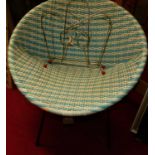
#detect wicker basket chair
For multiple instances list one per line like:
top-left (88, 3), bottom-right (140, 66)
top-left (8, 0), bottom-right (147, 116)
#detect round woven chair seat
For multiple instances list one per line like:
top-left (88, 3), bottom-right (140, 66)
top-left (8, 0), bottom-right (147, 116)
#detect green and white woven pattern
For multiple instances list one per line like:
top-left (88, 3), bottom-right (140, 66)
top-left (8, 0), bottom-right (147, 116)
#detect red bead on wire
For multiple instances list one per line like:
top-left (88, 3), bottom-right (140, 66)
top-left (48, 60), bottom-right (53, 64)
top-left (44, 64), bottom-right (48, 68)
top-left (100, 65), bottom-right (106, 75)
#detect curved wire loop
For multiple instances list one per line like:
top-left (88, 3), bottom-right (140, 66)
top-left (41, 0), bottom-right (112, 68)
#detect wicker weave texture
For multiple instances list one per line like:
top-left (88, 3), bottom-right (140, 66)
top-left (9, 0), bottom-right (147, 116)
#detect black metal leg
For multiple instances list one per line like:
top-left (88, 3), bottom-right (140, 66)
top-left (36, 111), bottom-right (46, 146)
top-left (106, 109), bottom-right (111, 150)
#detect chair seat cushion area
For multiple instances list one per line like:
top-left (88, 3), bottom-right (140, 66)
top-left (8, 0), bottom-right (147, 116)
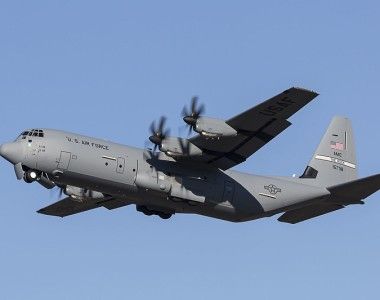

> Work to do
Pick out every line in the rows above that includes the word "woven", and list those lines.

> Task result
#detect round woven chair seat
#detect green and white woven pattern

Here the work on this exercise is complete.